A power supply unit of a vehicle to which the fuel cell is applied uses a fuel cell stack as a primary power source, and a chargeable and dischargeable super capacitor or high voltage battery as a secondary power source. The vehicle including the aforementioned configuration needs to supply air together with hydrogen, which is a reaction gas, to the fuel cell at the time of the starting.

However, since a high voltage driving component, such as an air blower, may not be driven with output of the fuel cell before the fuel cell reaches a normal operation state, air containing oxygen is supplied to the fuel cell by driving the air blower by using power of the secondary power source in a state where hydrogen is supplied to the fuel cell. Further, when regeneration energy is generated in a power module, such as a motor or an inverter, by deceleration when the vehicle is travelling, the secondary power source is charged by the regeneration energy.

The above information disclosed in this Background section is only for enhancement of understanding of the background of the invention and therefore it may contain information that does not form the prior art that is already known in this country to a person of ordinary skill in the art.

SUMMARY

However, in general, a fuel cell and a high voltage battery are very expensive, so that a cost of the fuel cell vehicle using both the fuel cell and the high voltage battery is inevitably increased.

The present invention has been made in an effort to provide a starting apparatus and method capable of starting a vehicle only with a low voltage battery for driving an inside of the vehicle without the need to use a high voltage battery.

An exemplary embodiment of the present invention provides a starting apparatus of a fuel cell vehicle, which drives a motor by receiving oxygen through an air blower in a state where hydrogen is supplied to a fuel cell stack, the apparatus including: the fuel cell stack configured to supply a driving voltage to the motor; a low voltage battery configured to supply a starting voltage to the air blower; and a high voltage DC converter configured to boost at least one of the driving voltage and the starting voltage and selectively transmit the boosted voltage to the motor and the air blower.

The starting apparatus may further include: a first switch configured to transmit the driving voltage to the high voltage DC converter; and a second switch configured to transmit the starting voltage to the high voltage DC converter. Further, the starting apparatus may further include a controller configured to generate a first control signal that activates (i.e., turns on) the first switch when the driving voltage has a value equal to or larger than a predetermined voltage value, and generate a second control signal that activates (i.e., turns on) the second switch when the driving voltage has a value lower than the predetermined voltage value.

Further, the controller may control a boosting rate of the high voltage DC converter for the starting voltage. Further, the low voltage battery may have a voltage level equal to or lower than 50 V.

Further, the starting apparatus may further include an inverter configured to receive the boosted driving voltage from the high voltage DC converter, convert the received boosted driving voltage into an AC voltage, and transmit the converted voltage to the motor. Further, the starting apparatus may further include a low voltage converter configured to receive a regeneration voltage generated by regenerative braking of the motor through the inverter, and convert the received regeneration voltage into the voltage having a voltage level for driving an electrical load. In particular, the low voltage battery may be charged by the regeneration voltage.

____

• _Stated exercise A_: List every component that the fuel cell vehicle starting text says the starting apparatus "may further include".
• _Stated exercise B_: Continue the text on the fuel cell vehicle starting apparatus from its last sentence.

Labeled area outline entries

____

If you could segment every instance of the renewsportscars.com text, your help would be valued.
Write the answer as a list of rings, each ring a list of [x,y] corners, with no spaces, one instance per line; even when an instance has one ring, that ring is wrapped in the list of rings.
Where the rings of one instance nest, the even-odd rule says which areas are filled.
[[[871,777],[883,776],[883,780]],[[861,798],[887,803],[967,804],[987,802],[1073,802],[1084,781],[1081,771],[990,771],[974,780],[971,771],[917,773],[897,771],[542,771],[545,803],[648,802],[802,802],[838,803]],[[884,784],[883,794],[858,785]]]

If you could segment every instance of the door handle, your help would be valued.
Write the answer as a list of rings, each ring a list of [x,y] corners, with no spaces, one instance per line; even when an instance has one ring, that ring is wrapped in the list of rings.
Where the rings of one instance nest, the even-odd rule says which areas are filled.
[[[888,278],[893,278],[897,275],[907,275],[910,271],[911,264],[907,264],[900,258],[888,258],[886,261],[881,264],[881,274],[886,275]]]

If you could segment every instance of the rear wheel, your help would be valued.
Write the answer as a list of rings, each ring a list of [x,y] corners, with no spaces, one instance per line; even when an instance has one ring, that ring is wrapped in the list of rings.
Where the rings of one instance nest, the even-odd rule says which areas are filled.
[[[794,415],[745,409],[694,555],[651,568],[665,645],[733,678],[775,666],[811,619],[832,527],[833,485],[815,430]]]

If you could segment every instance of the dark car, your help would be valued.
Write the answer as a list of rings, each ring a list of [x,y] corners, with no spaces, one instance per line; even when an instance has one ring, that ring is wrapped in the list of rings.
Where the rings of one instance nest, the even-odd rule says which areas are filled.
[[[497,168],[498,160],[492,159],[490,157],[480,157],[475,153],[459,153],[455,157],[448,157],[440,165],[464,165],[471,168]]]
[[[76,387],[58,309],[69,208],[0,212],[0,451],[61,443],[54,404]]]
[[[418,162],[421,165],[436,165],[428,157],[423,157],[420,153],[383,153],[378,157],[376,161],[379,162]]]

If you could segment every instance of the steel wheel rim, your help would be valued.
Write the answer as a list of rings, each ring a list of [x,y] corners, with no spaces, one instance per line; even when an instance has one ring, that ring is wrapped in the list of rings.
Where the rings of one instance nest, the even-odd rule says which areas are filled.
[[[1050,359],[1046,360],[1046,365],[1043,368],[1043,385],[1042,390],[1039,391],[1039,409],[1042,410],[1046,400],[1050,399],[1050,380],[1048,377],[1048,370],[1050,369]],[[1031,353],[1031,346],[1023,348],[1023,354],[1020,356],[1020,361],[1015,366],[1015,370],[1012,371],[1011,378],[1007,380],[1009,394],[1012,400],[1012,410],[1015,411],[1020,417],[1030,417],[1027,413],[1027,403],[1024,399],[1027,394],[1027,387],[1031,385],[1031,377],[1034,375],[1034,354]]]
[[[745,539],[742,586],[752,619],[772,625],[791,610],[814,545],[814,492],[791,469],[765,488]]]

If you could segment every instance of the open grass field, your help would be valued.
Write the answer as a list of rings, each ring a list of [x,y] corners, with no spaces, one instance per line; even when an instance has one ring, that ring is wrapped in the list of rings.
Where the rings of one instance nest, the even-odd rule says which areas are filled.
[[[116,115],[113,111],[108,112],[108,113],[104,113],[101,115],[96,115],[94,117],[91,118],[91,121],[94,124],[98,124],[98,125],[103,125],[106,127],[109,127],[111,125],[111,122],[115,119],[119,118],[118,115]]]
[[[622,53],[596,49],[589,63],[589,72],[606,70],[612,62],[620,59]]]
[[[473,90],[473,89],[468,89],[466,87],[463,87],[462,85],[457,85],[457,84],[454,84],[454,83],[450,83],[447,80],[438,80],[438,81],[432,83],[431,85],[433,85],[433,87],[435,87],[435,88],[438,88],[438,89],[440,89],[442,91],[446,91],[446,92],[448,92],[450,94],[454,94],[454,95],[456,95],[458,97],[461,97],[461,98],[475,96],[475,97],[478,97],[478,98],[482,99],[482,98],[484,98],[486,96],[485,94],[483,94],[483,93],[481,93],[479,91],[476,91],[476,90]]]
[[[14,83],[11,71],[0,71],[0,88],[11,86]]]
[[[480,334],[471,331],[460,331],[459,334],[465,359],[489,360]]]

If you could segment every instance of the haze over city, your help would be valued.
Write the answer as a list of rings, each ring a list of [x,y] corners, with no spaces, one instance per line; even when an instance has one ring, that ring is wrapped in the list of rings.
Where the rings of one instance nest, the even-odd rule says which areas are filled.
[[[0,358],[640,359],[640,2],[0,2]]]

____

• _Task answer A_:
- a first switch
- a second switch
- a controller
- an inverter
- a low voltage converter

• _Task answer B_:
Further, another exemplary embodiment of the present invention provides a method of starting a fuel cell vehicle, which includes a fuel cell stack configured to receive oxygen through an air blower in a state where hydrogen is supplied and supply a driving voltage driving a motor, a low voltage battery configured to supply a starting voltage to the air blower, and a high voltage DC converter configured to boost at least one of the driving voltage and the starting voltage, the method including: transmitting the starting voltage to the high voltage DC converter and boosting the starting voltage when entering a starting mode; driving the air blower with the boosted starting voltage; generating the driving voltage according to starting of the fuel cell stack; blocking a supply of the starting voltage to the high voltage DC converter when the driving voltage has a value equal to or larger than a predetermined voltage value; and supplying the driving voltage to the motor.

In particular, the step of transmitting the starting voltage may include blocking a connection between the fuel cell stack and the high voltage DC converter. Further, the method may further include: determining whether the voltage level of the boosted starting voltage is larger than a predetermined level when the driving voltage has the value lower than the predetermined voltage value; and increasing a supply time for supplying the starting voltage to the high voltage DC converter by a predetermined time when the voltage level of the boosted starting voltage is larger than the predetermined level.

Further, the method may further include increasing a boosting rate of the high voltage DC converter by a predetermined size when the voltage level of the boosted starting voltage is lower than the predetermined level.

According to the exemplary embodiment of the present invention, it is possible to start a vehicle only with a low voltage battery for driving the inside of the vehicle without using a high voltage battery. Accordingly, it is possible to decrease costs of the fuel cell vehicle.

BRIEF DESCRIPTION OF THE DRAWINGS

FIG. 1 is a block diagram illustrating a starting apparatus of a fuel cell vehicle according to an exemplary embodiment of the present invention.

FIG. 2 is a flowchart illustrating a starting method of the fuel cell vehicle according to the exemplary embodiment of the present invention.

DETAILED DESCRIPTION OF THE EMBODIMENTS

In the following detailed description, only certain exemplary embodiments of the present invention have been shown and described, simply by way of illustration. As those skilled in the art would realize, the described embodiments may be modified in various different ways, all without departing from the spirit or scope of the present invention. Accordingly, the drawings and description are to be regarded as illustrative in nature and not restrictive. Like reference numerals designate like elements throughout the specification.

Throughout this specification and the claims that follow, when it is described that an element is “coupled” to another element, the element may be “directly coupled” to the other element or “electrically coupled” to the other element through a third element.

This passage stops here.